▸ **Aim of the exercise**
Give every row below again with "region proposal model" replaced by "object detection model" and everything else unchanged. Leave the pictures out.
* START *
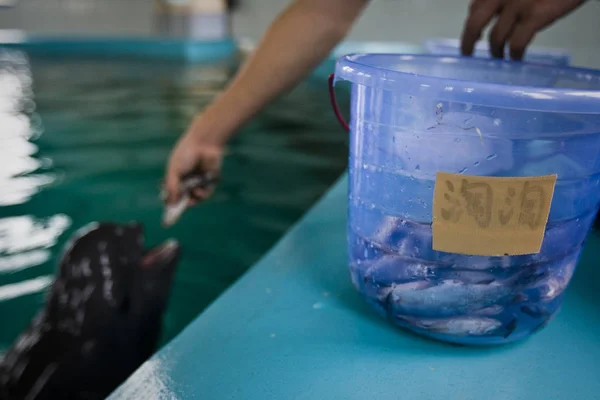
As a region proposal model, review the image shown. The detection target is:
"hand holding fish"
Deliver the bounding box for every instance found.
[163,117,223,226]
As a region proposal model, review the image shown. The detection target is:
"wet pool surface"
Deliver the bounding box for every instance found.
[0,49,348,353]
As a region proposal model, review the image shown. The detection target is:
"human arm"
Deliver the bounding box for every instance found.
[166,0,367,203]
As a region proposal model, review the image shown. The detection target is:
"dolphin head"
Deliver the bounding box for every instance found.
[0,222,180,400]
[52,222,181,314]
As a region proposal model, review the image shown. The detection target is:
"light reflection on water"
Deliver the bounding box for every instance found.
[0,50,53,206]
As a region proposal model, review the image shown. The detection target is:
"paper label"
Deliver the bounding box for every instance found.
[433,172,557,256]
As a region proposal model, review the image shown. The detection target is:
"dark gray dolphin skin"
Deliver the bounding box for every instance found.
[0,222,180,400]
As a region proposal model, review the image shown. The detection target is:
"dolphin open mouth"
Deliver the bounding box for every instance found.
[140,239,179,267]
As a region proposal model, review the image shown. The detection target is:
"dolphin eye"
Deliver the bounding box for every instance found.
[119,296,131,314]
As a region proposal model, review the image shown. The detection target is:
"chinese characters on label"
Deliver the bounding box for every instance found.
[441,178,547,229]
[433,172,557,255]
* END *
▸ **Response for this exercise**
As a object detection model, review the image shown. The detection target is:
"hand holding fish"
Deliver the bounding box for every instance found.
[163,117,223,226]
As a object detection model, review the image shown. The detection target is:
"wet pool surface"
Deliver the bounding box for every instance found.
[0,49,348,353]
As a object detection model, review the image shown. The detection target is:
"human arm"
Deliver the bounding box for every instance found.
[166,0,367,203]
As a object detection model, review the image shown. The detection target is:
"dolphin head"
Deliver the bounding box for every instance found.
[0,222,180,400]
[52,222,181,314]
As a object detection model, review the image shown. The detection target is:
"light reflection on water"
Deliver the bounding box for every instance found.
[0,50,53,206]
As a object detection model, review the image shown. The detection target is:
"paper label"
Deliver the bounding box for every instance found.
[433,172,557,256]
As a object detection model, review the image shown. The detection target is:
"dark gray dolphin skin"
Deliver the bounding box for every instance found.
[0,222,180,400]
As a object detection model, review the image shown. The detection target is:
"dolphin open mouth"
Deliver the bounding box for every instance found.
[140,239,179,267]
As a object detection model, review the image shown. The detection target is:
"dolphin eye"
Deliver the bounding box for every instance found.
[119,296,131,314]
As a object detection model, review the image shown. The detection target is:
"chinese characters on label"
Deliver the bounding box for every instance found.
[441,178,547,229]
[433,172,557,255]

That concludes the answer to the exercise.